— BEGIN TEXT —

Friday, October 30, 2009

Its a small world

We have a contest at work. A Halloween contest. Since we work in units our units are included in the contest. So the month of October is spent planning and decorating our cubicles representing the theme we chose.Keep in mind whatever theme we choose we also have to dress in costume as part of the overall package. Last year we did Men in Black, it looked a little something like this......





Those are just a few pictures of our decorations. We like to "Handmake" as much as possible. Which is fun but also VERY time consuming. We dressed up as aliens, agents and also an Autopsy Nurse, which was me.

This year being the Disney fanatic that my boss is, we chose "Its a small world"

It looked a little something like this....





Our costumes were to represent the dolls from the different countries. These are just a few.


(Look at her shoes!)


A spirit of America.


There is just one moon and one Golden sun.



South Seas/New Guinea





Scotland


Most of these pictures were taken from my phone so the quality is not very good!

Thursday, October 29, 2009

Pumpkin Carving



Dirty ole pumpkins!
This year has been so much fun getting ready for Halloween with Taylor. We started decorating the outside of the house and I dont think I have ever seen a child more excited then she was. It was priceless. I can still see the look in her eyes and hear the pitch in her voice. It caught me offgaurd. I guess because the last couple of years have been a little uneventful when it comes to decorating for the Holidays. Ofcourse its always fun with the kids but their age really determines the excitement. Coleton has mellowed allot with the Holidays, another sign of him maturing and getting older. He still gets excited and has fun and lets the little boy out, its just not the same. Taylor I guess has been too young to really understand. I didnt realize this until now. When I saw her come to life in the festivities for Halloween this year. You cant help but feed off of that energy.

— END TEXT —

# SET TASKS
(a) In the Halloween blog, swap "costumes" for "outfits" and write out the part from "Those are just" to "at her shoes!)".
(b) Sum up the Halloween blog in three sentences.

— BEGIN AVAILABLE DATA —

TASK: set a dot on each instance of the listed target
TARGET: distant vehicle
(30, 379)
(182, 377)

— END AVAILABLE DATA —

# ANSWERS GIVEN
(a)
Those are just a few pictures of our decorations. We like to "Handmake" as much as possible. Which is fun but also VERY time consuming. We dressed up as aliens, agents and also an Autopsy Nurse, which was me.

This year being the Disney fanatic that my boss is, we chose "Its a small world"

It looked a little something like this....





Our outfits were to represent the dolls from the different countries. These are just a few.


(Look at her shoes!)

(b) At work, units compete in a Halloween contest by decorating their cubicles around a chosen theme and dressing in matching costumes. Last year's theme was Men in Black, and this year's was "Its a small world," with costumes representing the dolls from different countries. At home, getting ready for Halloween has been great fun with Taylor, who was more excited about decorating the house than the writer had ever seen a child be, while Coleton has mellowed about the holidays as he gets older.